:: Work to do ::
Turn the data below into a JSON array of strings, one string per line, leaving out any blank lines.

:: Listed records ::
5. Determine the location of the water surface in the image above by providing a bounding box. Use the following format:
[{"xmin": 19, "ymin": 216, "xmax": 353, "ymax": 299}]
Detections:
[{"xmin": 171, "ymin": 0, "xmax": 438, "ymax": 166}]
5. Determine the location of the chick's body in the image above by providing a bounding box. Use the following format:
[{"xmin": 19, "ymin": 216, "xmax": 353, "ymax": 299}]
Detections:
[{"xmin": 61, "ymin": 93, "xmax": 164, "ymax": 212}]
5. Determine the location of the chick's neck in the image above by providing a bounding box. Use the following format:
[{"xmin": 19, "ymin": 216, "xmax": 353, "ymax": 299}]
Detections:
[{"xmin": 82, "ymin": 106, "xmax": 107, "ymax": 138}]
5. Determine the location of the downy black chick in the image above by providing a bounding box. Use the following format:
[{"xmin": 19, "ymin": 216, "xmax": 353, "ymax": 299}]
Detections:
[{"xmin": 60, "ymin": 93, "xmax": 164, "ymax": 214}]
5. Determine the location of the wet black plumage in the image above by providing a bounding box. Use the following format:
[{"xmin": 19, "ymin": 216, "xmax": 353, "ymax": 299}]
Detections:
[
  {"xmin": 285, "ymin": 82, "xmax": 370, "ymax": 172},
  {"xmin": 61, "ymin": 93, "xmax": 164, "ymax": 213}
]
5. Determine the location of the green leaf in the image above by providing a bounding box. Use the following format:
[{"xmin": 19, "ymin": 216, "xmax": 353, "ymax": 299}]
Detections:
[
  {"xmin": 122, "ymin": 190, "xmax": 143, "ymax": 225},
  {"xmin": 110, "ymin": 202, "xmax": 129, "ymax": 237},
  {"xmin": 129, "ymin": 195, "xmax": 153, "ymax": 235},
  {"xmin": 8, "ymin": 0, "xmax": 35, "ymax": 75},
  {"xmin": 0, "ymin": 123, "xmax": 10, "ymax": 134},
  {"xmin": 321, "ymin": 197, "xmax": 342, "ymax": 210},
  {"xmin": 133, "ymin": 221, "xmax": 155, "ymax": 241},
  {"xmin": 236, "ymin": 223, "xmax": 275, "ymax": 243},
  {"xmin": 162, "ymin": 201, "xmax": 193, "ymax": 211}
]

:: Answer for this exercise ::
[
  "5. Determine the location of the water surface in the image above by providing a bounding box. Use the following format:",
  "[{\"xmin\": 19, \"ymin\": 216, \"xmax\": 353, \"ymax\": 299}]",
  "Detections:",
  "[{\"xmin\": 171, \"ymin\": 0, \"xmax\": 438, \"ymax\": 166}]",
  "5. Determine the location of the chick's body in the image above by providing a bounding box. Use the following format:",
  "[{\"xmin\": 19, \"ymin\": 216, \"xmax\": 353, \"ymax\": 299}]",
  "Detections:",
  "[{\"xmin\": 61, \"ymin\": 93, \"xmax\": 164, \"ymax\": 212}]",
  "5. Determine the location of the chick's neck in the image above by providing a bounding box. Use the following format:",
  "[{\"xmin\": 19, \"ymin\": 216, \"xmax\": 353, \"ymax\": 299}]",
  "Detections:",
  "[{\"xmin\": 82, \"ymin\": 106, \"xmax\": 107, \"ymax\": 138}]",
  "5. Determine the location of the downy black chick in the image above by providing a bounding box. Use the following format:",
  "[{\"xmin\": 19, \"ymin\": 216, \"xmax\": 353, \"ymax\": 299}]",
  "Detections:",
  "[{\"xmin\": 60, \"ymin\": 93, \"xmax\": 164, \"ymax\": 214}]",
  "5. Determine the location of the wet black plumage in the image above by providing a bounding box. Use the following format:",
  "[{\"xmin\": 19, \"ymin\": 216, \"xmax\": 353, \"ymax\": 299}]",
  "Detections:",
  "[",
  "  {\"xmin\": 285, \"ymin\": 82, \"xmax\": 370, \"ymax\": 172},",
  "  {\"xmin\": 61, \"ymin\": 93, \"xmax\": 164, \"ymax\": 213}",
  "]",
  "5. Determine the location of the green leaf in the image above by providing a bounding box. Use the following format:",
  "[{\"xmin\": 19, \"ymin\": 216, \"xmax\": 353, \"ymax\": 299}]",
  "Detections:",
  "[",
  "  {\"xmin\": 122, \"ymin\": 190, \"xmax\": 143, \"ymax\": 225},",
  "  {\"xmin\": 110, \"ymin\": 202, \"xmax\": 129, \"ymax\": 237},",
  "  {\"xmin\": 129, \"ymin\": 195, \"xmax\": 153, \"ymax\": 235},",
  "  {\"xmin\": 8, \"ymin\": 0, \"xmax\": 35, \"ymax\": 75},",
  "  {\"xmin\": 0, \"ymin\": 123, \"xmax\": 10, \"ymax\": 134},",
  "  {\"xmin\": 321, \"ymin\": 197, \"xmax\": 342, \"ymax\": 210},",
  "  {\"xmin\": 133, \"ymin\": 221, \"xmax\": 155, \"ymax\": 241},",
  "  {\"xmin\": 236, \"ymin\": 223, \"xmax\": 275, \"ymax\": 243},",
  "  {\"xmin\": 162, \"ymin\": 201, \"xmax\": 193, \"ymax\": 211}",
  "]"
]